> [Records to use]

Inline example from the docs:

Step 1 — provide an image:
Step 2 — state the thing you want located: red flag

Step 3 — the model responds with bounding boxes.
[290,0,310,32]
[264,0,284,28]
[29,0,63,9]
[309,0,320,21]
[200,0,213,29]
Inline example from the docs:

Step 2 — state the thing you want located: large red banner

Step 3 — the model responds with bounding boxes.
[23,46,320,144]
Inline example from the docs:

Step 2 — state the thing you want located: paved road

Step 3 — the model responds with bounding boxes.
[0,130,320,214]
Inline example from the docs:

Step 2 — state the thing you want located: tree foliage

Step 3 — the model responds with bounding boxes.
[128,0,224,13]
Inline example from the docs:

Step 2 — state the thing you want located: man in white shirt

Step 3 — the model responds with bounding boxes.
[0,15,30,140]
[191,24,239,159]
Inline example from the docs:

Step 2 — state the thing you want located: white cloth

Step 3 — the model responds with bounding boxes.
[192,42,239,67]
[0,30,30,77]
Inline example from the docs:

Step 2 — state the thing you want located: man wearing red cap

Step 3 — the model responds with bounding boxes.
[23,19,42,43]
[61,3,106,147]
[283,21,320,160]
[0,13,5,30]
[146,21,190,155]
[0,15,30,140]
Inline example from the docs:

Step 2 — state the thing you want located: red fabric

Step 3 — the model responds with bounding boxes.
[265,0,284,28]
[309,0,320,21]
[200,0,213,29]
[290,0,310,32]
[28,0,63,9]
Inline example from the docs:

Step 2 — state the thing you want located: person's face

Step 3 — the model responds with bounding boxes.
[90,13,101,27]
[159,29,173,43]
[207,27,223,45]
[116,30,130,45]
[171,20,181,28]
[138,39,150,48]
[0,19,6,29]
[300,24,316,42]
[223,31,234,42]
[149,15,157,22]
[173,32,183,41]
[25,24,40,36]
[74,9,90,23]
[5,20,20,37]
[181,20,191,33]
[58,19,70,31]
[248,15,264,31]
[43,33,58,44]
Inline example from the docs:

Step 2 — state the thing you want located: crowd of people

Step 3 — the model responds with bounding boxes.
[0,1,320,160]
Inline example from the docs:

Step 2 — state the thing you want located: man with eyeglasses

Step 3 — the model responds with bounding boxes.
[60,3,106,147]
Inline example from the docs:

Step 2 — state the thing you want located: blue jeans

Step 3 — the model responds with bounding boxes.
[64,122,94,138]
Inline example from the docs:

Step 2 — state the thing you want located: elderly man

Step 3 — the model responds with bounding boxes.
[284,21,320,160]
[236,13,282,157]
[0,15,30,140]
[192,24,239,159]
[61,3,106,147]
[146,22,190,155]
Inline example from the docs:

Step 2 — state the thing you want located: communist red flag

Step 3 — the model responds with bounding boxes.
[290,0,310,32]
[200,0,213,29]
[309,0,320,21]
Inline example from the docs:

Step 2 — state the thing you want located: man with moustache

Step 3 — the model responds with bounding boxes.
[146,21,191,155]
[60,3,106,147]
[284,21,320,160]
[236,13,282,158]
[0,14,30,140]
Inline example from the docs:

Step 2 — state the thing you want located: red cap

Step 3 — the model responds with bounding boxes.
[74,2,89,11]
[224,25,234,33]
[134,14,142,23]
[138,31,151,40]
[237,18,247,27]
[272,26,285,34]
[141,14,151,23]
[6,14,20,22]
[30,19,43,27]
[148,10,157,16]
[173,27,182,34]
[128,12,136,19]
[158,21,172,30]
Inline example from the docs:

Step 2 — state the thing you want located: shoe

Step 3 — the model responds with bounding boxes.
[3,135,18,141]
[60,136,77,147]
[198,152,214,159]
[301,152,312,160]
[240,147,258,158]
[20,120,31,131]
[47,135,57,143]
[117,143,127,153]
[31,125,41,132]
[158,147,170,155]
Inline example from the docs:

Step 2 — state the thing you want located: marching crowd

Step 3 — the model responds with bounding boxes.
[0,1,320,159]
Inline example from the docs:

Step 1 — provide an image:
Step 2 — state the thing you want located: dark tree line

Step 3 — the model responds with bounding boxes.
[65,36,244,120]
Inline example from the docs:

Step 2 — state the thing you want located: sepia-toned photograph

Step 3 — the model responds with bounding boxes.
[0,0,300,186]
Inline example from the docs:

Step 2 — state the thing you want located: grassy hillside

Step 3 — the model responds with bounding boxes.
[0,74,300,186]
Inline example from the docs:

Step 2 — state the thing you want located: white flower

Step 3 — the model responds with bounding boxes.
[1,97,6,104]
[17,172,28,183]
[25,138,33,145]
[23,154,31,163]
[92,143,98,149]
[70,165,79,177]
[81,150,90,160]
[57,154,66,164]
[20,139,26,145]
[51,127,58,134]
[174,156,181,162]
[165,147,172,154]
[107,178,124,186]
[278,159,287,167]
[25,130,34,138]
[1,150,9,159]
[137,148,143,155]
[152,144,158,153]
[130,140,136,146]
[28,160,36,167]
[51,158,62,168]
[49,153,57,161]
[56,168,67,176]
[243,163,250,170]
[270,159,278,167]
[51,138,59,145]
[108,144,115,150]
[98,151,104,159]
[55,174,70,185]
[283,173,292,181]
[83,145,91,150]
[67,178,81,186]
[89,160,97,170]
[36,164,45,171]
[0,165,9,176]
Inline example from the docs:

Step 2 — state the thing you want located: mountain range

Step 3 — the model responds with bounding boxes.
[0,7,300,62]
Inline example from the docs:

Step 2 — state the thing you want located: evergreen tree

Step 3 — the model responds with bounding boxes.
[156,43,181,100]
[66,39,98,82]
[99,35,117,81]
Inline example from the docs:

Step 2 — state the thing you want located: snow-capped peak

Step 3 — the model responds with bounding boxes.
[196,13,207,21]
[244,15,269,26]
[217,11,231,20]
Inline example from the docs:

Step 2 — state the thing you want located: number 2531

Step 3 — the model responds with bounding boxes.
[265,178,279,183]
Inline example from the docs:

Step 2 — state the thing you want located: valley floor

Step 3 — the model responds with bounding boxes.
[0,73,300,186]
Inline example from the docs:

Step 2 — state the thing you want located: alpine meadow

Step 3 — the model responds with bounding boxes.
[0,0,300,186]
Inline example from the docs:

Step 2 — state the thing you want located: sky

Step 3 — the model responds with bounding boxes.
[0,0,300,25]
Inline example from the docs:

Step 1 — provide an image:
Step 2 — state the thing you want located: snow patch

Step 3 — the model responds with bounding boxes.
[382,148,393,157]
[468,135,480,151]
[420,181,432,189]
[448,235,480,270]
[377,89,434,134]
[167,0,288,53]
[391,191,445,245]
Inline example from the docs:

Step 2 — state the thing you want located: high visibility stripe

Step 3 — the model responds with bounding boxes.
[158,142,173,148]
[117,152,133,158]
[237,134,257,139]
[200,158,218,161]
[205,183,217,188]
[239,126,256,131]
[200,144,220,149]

> [Problem]
Rewrite all of the lines above, changing every "bounding boxes" to "box coordinates" and leaving everything else as it is.

> [Task result]
Inline example from the docs:

Step 1 — provide an image:
Step 2 — state the thing you want located: red flag

Step 3 — the model responds with box coordinates.
[290,0,310,32]
[264,0,284,28]
[29,0,63,9]
[309,0,320,21]
[200,0,213,29]
Inline example from the docs:

Step 2 — state the thing you want located: large red banner

Step 3 — the model responds with box coordinates.
[23,46,320,144]
Inline example from the docs:

Step 2 — state the thing you want located: paved road

Step 3 — the model responds with box coordinates.
[0,130,320,214]
Inline example from the docs:

Step 2 — state the thing you want located: tree foliage

Step 3 — the model responds with box coordinates.
[128,0,224,13]
Inline example from the docs:

Step 2 — state the thing you want located: man in white shirt

Step 3 — the model responds with box coordinates.
[0,15,30,140]
[191,24,239,159]
Inline example from the docs:

Step 2 — state the thing you want located: white cloth

Step 3 — the model responds with box coordinates.
[192,42,239,67]
[0,30,30,77]
Inline example from the docs:

Step 2 — state the thing you want located: man wearing red cap

Step 3 — the model responds with box coordinates.
[23,19,42,43]
[61,3,106,147]
[283,21,320,160]
[0,13,5,30]
[146,21,190,155]
[0,15,30,140]
Inline example from the docs:

Step 2 — state the thing you want located: red fabric

Step 3 — the model responds with box coordinates.
[265,0,284,28]
[309,0,320,21]
[200,0,213,29]
[290,0,310,32]
[28,0,63,9]
Inline example from the docs:

Step 2 — state the thing you want located: person's face

Step 3 — the model responds with box coordinates.
[90,13,101,27]
[159,29,173,43]
[207,27,223,45]
[116,30,130,45]
[171,20,181,28]
[138,39,150,48]
[0,19,6,29]
[300,24,316,42]
[223,31,234,42]
[149,15,157,22]
[173,32,183,41]
[25,24,40,36]
[74,9,90,23]
[5,20,20,37]
[181,20,191,33]
[58,19,70,31]
[248,15,264,31]
[43,33,58,44]
Inline example from the docs:

Step 2 — state the thing you want located: crowd of people

Step 3 — the model responds with box coordinates.
[0,1,320,160]
Inline example from the docs:

Step 2 — state the thing you want located: man with eyeglasses

Step 3 — the model responds with box coordinates.
[60,3,106,147]
Inline example from the docs:

Step 2 — state the thing you want located: blue jeans

Step 3 — the model responds with box coordinates.
[64,122,94,138]
Inline example from the docs:

Step 2 — state the thing you want located: elderly man

Step 3 — the model responds with box coordinates.
[284,21,320,160]
[236,13,282,157]
[0,15,30,140]
[192,24,239,159]
[61,3,106,147]
[146,22,190,155]
Inline example from the docs:

Step 2 — state the thing you want located: communist red flag

Step 3 — the model responds with box coordinates.
[290,0,310,32]
[200,0,213,29]
[309,0,320,21]
Inline example from the docs:

Step 2 — state the thing you want located: man with moustache

Step 3 — the model responds with box coordinates.
[146,21,191,155]
[60,3,106,147]
[284,21,320,160]
[236,13,282,158]
[0,14,30,140]
Inline example from the docs:

Step 2 — state the thing you want located: red cap

Step 3 — the model responds with box coordinates.
[74,2,89,11]
[224,25,234,33]
[134,14,142,23]
[138,31,151,40]
[237,18,247,27]
[272,26,285,34]
[141,14,151,23]
[6,14,20,22]
[30,19,43,27]
[148,10,157,16]
[173,27,182,34]
[128,12,136,19]
[158,21,172,30]
Inline example from the docs:

Step 2 — state the thing you want located: shoe

Step 3 — the model responds with box coordinates.
[3,135,18,141]
[60,136,77,147]
[198,152,214,159]
[301,152,312,160]
[240,147,258,158]
[20,120,31,131]
[47,135,57,143]
[117,143,127,153]
[31,125,41,132]
[158,147,170,155]
Inline example from the docs:

Step 2 — state the thing you want located: marching crowd

Step 3 — the model responds with box coordinates.
[0,1,320,159]
Inline example from the docs:

Step 1 — provide an image:
Step 2 — state the thing you want located: dark tree line

Step 3 — the model responds with box coordinates.
[65,36,244,120]
Inline example from the docs:

Step 2 — state the thing you want located: sepia-toned photograph

Step 3 — the model responds with box coordinates.
[0,0,300,186]
Inline example from the docs:

Step 2 — state the thing you want located: grassy hillside

Step 3 — the model responds with box coordinates.
[0,74,300,186]
Inline example from the docs:

Step 2 — state the thing you want located: white flower

Step 3 — the model responds with box coordinates.
[1,97,6,104]
[17,172,28,183]
[25,138,33,145]
[23,154,31,163]
[92,143,98,149]
[70,165,79,177]
[81,150,90,160]
[57,154,66,164]
[20,139,26,145]
[51,127,58,134]
[174,156,181,162]
[165,147,172,154]
[107,178,124,186]
[278,159,287,167]
[25,130,34,138]
[1,150,9,159]
[137,148,143,155]
[152,144,158,153]
[130,140,136,146]
[28,160,36,167]
[51,158,62,168]
[49,153,57,161]
[56,168,67,176]
[243,163,250,170]
[270,159,278,167]
[51,138,59,145]
[108,144,115,150]
[98,151,104,159]
[55,174,70,185]
[283,173,292,181]
[83,145,91,150]
[67,178,81,186]
[89,160,97,170]
[36,164,45,171]
[0,165,9,176]
Inline example from the docs:

Step 2 — state the thing you want located: mountain range

Step 3 — the model responds with box coordinates.
[0,7,300,62]
Inline example from the docs:

Step 2 — state the thing you want located: evergreen tree

Step 3 — the model responds with box coordinates.
[156,43,181,100]
[66,39,98,82]
[99,35,117,81]
Inline example from the docs:

Step 2 — state the thing you want located: snow-capped peak

Step 3 — the model responds with box coordinates.
[196,13,207,21]
[244,15,269,26]
[217,11,231,20]
Inline example from the docs:

Step 2 — state the thing you want located: number 2531

Step 3 — the model responds with box coordinates.
[265,178,279,183]
Inline example from the docs:

Step 2 — state the thing you want located: valley floor

Step 3 — the model responds with box coordinates.
[0,73,300,186]
Inline example from the docs:

Step 2 — state the thing you want located: alpine meadow

Step 3 — the model responds with box coordinates.
[0,0,300,186]
Inline example from the docs:

Step 2 — state the thing you want located: sky

Step 3 — the model responds with box coordinates.
[0,0,300,25]
Inline example from the docs:

Step 1 — provide an image:
Step 2 — state the thing you want located: snow patch

Step 3 — the model responds with box coordinates.
[382,148,393,157]
[468,135,480,151]
[420,181,432,189]
[448,235,480,270]
[377,89,434,134]
[167,0,288,53]
[391,191,445,245]
Inline example from the docs:

Step 2 — state the thing you want located: high visibility stripe

Step 3 — the model responds with box coordinates.
[158,142,173,148]
[117,152,133,158]
[237,134,257,139]
[200,158,218,161]
[205,183,217,188]
[239,126,256,131]
[200,144,220,149]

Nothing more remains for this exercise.